• RECORDS SUPPLIED:
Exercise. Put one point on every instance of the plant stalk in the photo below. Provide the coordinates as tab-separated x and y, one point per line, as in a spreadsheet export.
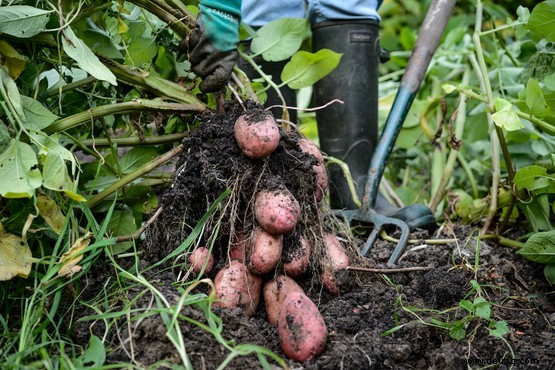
137	105
135	175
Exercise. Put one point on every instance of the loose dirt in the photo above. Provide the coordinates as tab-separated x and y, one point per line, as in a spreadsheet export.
382	319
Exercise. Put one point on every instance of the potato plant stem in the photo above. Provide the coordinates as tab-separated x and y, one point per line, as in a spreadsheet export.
460	121
135	140
135	175
166	14
268	80
137	105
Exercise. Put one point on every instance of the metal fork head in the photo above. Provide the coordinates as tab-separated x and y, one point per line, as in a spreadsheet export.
379	222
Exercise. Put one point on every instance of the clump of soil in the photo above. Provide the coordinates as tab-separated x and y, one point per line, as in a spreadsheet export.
381	320
213	163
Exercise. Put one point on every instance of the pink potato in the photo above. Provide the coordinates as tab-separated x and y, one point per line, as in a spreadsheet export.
319	169
301	327
276	211
299	259
264	251
257	134
200	258
236	287
337	256
274	293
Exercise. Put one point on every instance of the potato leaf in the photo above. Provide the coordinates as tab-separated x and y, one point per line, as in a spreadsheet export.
280	39
70	259
542	20
77	50
540	247
549	272
505	115
15	256
19	171
37	116
22	20
14	61
535	99
305	68
51	212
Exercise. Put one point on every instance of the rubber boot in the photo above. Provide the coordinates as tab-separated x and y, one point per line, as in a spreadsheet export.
349	131
272	69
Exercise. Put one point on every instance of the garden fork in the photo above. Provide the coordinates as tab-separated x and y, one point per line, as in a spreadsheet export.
426	45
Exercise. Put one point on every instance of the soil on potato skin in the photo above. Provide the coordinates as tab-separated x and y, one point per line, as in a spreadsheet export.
369	304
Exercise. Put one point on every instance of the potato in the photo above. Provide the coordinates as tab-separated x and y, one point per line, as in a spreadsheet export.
329	281
257	134
299	259
337	256
301	327
264	251
199	257
274	293
319	169
236	287
276	211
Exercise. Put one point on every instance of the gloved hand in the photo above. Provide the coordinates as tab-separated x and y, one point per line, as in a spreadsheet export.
212	46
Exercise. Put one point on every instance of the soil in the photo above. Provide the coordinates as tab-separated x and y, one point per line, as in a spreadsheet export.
382	318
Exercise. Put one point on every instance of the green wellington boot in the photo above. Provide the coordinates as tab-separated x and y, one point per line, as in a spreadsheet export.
349	131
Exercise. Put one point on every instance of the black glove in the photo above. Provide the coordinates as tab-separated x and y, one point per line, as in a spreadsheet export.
212	45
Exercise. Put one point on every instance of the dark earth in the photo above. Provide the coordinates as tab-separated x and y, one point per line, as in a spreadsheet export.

• WHAT IS NEEDED: Only the text of the listing should be returned, exactly and in full; no image goes into the copy.

• COMPLETED EXERCISE:
Exercise. Put one point on every instance of the plant stalk in the photo below. Provide the coordinates as tab-separated x and y, one point per line, as in a spreadsheet export.
137	105
135	175
Exercise. Put one point on every instance of the loose dirt in the photo above. Provide the coordinates as tab-separated x and y, one point per line, as in a spreadsheet export.
382	319
Exercise. Put one point on every instance of the potato plant stem in the photo above. Provide the coordinates as tab-separated x and y, one point per line, as in a spreadsheet export.
460	121
135	140
135	175
166	14
268	80
137	105
Exercise. Put one point on every instance of the metal fork head in the photo above. Provide the coordinates as tab-separated x and y, one point per line, as in a spreadsheet export.
379	222
Exercise. Put one point on every instance of the clump of soil in the photo above. Provide the coordinates as tab-separated x and y, one point per line, as in a spreadsheet export.
381	320
213	163
Exercise. Put one point on every instance of the pink potato in the photo above. Provide the coordinates as tab-separated x and y, one point per line, as in a spreadsheet export.
319	169
301	327
276	211
299	259
264	251
257	134
200	258
236	287
337	256
274	293
Exercise. Put one point on every instance of the potato leaf in the photo above. Provide the coordinates as tab-separated x and y, one point per line, as in a spreadsheet export.
280	39
70	259
542	20
77	50
540	247
549	272
505	115
15	256
19	171
37	116
22	20
14	61
535	99
305	68
51	212
Exercise. Put one point on every instance of the rubber boot in the photo above. Provide the coordinates as tab-separated x and y, one point per line, as in a spreadsheet export.
349	131
272	69
Exercise. Put one point on every instance of the garden fork in the photo above. Provide the coordinates as tab-separated x and y, one point per line, as in a spreadsheet export.
426	45
Exercise. Put one point on every instance of the soil on potato skin in the photo above. Provide the coordinates as tab-separated x and y, one point per line, as in a spreadsheet export.
369	304
Exercise. Put one point on every instance of the potato in the photo above. Provide the coordinates as tab-separated x and y, one point per line, as in a spreadsheet export.
329	281
257	134
299	259
337	256
301	327
264	251
199	257
274	293
319	169
236	287
276	211
Exercise. Put one point on every instance of the gloved hand in the photo above. Provide the coordinates as tab-separated x and y, one point per line, as in a spreadsheet export.
212	46
Exercise. Put one point on every instance of the soil in the photo above. Provide the coordinates as tab-separated x and y, one point per line, as in a spreadsheet export.
382	318
Exercise. Put one point on every instance of the green wellington boot in the photo above. Provide the coordinates as tab-separated x and y, one point per line, as in a spreadsheet export.
349	131
Exercise. Put one point on every instance of the black glove in the photo above. Provide the coordinates as tab-separated x and y, one point per line, as in a spreadsheet export.
212	45
Exercise. Put one point on every instance of the dark earth in the photo above. Provide the coordinates as tab-separated x and y, one point per line, as in a spreadsheet export.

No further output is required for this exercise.